> **Stored rows**
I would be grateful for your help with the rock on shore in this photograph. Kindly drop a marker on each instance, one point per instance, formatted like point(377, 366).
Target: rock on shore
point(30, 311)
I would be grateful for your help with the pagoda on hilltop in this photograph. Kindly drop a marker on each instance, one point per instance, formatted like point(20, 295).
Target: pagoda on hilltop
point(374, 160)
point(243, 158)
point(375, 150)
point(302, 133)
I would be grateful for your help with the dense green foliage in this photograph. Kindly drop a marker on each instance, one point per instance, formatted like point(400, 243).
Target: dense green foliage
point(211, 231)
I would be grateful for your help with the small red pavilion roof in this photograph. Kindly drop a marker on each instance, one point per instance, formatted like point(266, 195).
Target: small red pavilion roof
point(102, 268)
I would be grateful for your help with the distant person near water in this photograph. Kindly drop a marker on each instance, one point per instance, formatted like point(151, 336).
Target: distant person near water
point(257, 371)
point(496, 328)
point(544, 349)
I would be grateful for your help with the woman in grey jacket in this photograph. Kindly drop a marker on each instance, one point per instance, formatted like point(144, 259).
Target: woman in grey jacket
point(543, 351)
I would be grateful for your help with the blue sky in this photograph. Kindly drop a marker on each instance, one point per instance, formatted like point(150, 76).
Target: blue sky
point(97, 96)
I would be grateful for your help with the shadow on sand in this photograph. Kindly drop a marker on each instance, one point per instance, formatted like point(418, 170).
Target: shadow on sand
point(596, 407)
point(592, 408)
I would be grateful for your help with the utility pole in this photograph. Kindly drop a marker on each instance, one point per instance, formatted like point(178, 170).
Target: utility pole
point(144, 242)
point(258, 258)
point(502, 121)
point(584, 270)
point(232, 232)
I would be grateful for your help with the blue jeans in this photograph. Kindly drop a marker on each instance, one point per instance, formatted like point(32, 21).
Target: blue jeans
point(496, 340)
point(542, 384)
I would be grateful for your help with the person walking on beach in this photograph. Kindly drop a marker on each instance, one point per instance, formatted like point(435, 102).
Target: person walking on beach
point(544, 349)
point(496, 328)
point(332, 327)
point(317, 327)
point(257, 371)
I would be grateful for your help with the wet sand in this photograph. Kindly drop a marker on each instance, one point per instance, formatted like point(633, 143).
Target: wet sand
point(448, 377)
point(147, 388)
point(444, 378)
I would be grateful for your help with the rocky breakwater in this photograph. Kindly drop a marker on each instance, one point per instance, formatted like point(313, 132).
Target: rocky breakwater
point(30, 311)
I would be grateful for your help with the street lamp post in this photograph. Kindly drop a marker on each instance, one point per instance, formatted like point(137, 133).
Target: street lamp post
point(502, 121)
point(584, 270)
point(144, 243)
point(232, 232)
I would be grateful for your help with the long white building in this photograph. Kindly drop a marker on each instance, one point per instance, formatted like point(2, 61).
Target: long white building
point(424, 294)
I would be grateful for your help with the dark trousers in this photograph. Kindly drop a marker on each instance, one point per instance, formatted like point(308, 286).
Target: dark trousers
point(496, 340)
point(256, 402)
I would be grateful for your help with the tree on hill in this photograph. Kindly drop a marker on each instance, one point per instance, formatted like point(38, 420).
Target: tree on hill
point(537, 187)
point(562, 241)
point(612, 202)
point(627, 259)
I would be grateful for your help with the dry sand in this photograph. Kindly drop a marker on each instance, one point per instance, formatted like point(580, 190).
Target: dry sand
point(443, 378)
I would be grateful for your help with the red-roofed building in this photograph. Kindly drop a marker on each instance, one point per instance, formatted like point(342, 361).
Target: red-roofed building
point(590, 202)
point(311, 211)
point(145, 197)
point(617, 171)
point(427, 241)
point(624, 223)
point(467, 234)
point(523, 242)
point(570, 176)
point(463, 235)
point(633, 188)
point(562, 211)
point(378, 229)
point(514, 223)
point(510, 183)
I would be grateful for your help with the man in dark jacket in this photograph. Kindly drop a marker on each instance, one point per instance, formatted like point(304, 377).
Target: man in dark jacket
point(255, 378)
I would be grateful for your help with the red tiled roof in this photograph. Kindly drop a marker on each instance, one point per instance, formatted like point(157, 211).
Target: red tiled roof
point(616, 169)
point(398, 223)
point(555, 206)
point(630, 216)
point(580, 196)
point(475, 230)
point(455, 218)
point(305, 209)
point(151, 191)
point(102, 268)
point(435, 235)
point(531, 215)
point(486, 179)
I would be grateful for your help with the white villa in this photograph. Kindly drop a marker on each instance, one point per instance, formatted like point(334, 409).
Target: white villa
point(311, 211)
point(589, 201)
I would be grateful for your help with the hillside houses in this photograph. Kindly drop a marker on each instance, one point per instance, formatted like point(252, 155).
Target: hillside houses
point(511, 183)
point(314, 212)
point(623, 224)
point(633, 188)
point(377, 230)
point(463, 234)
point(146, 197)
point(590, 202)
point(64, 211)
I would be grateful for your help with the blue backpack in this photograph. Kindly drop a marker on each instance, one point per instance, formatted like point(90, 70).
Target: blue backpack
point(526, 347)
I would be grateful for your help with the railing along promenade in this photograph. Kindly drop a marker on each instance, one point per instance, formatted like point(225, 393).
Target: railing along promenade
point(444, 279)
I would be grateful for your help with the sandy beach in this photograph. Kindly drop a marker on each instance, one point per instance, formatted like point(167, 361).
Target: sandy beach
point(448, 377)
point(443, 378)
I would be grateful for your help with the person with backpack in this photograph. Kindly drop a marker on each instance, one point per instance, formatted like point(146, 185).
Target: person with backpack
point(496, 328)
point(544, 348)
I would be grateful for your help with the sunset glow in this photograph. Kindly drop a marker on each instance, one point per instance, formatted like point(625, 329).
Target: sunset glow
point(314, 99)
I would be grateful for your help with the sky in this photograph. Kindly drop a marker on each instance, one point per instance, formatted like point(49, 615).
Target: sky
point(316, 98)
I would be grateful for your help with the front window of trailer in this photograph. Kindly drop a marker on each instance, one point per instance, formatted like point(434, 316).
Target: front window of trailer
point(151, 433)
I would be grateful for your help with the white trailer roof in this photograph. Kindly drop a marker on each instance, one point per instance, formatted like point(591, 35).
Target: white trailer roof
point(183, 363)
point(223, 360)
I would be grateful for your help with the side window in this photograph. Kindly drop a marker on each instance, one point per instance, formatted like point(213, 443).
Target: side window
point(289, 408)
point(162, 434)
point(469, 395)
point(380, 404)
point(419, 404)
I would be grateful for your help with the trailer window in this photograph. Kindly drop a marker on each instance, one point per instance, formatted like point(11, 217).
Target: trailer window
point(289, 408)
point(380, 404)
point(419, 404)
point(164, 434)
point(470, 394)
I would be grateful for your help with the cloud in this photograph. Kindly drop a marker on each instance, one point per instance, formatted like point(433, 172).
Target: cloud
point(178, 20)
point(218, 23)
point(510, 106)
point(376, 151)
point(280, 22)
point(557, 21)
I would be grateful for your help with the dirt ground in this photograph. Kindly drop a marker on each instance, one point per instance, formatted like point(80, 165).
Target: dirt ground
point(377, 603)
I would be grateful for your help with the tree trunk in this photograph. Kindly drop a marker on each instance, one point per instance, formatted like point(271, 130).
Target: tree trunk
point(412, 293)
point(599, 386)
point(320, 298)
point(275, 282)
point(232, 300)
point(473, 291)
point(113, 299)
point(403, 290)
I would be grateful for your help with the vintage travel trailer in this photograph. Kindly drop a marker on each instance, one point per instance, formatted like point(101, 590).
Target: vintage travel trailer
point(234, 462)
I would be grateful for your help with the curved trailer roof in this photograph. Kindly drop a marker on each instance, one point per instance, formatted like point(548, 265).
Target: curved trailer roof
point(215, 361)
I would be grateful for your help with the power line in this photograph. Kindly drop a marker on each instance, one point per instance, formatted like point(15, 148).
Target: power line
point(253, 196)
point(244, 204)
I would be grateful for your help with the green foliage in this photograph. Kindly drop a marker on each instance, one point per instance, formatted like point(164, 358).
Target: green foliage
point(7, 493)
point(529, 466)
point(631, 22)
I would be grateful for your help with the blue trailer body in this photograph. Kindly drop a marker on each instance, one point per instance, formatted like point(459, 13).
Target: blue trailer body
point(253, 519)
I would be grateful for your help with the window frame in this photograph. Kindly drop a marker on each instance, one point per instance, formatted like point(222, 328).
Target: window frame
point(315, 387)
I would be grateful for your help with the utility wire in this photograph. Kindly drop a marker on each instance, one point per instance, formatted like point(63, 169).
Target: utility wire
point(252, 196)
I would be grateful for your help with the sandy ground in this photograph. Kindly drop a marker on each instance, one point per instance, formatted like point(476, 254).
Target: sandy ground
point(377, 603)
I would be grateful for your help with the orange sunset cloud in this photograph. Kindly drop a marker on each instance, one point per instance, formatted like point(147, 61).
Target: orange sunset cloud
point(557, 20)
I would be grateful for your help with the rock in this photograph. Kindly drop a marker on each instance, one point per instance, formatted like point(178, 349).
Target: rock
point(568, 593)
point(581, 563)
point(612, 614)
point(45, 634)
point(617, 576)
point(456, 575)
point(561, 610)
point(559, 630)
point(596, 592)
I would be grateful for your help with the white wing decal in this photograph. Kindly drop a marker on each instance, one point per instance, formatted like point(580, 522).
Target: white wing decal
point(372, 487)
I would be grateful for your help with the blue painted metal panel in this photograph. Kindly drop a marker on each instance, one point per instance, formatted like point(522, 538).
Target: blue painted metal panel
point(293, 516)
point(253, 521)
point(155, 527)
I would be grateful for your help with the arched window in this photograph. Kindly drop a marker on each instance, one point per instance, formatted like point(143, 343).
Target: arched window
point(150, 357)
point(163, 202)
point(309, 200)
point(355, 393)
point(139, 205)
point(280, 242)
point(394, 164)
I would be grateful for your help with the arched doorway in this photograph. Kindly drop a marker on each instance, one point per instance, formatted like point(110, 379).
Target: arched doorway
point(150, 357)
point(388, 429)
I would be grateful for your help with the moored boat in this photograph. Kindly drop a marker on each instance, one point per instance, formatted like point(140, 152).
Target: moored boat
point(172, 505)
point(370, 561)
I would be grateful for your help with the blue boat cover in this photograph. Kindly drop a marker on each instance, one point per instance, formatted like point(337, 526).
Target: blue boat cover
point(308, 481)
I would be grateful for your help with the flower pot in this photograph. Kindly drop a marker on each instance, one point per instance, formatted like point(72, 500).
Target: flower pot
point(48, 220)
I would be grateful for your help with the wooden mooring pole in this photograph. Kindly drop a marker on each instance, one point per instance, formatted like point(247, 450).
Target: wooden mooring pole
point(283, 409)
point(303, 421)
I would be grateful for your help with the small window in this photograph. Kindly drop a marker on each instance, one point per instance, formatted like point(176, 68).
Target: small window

> **What to work on**
Rewrite the data starting at its first line and ending at the line that contains "point(211, 231)", replacing "pagoda" with "temple" and leaving everything else unchanged.

> **Result**
I would be grateful for your help with the rock on shore in this photograph. Kindly drop a marker on each instance, one point per instance, formatted like point(377, 366).
Target: rock on shore
point(30, 311)
I would be grateful for your help with the temple on hilltop in this photograph. Kindly drop a marker on each instance, one point per instance, formatted like point(20, 295).
Target: temple on hilltop
point(374, 160)
point(243, 158)
point(375, 150)
point(302, 133)
I would be grateful for your help with the dense green foliage in this photograph. Kindly drop a marker on each instance, one point per instance, formatted like point(400, 243).
Target: dense green foliage
point(211, 231)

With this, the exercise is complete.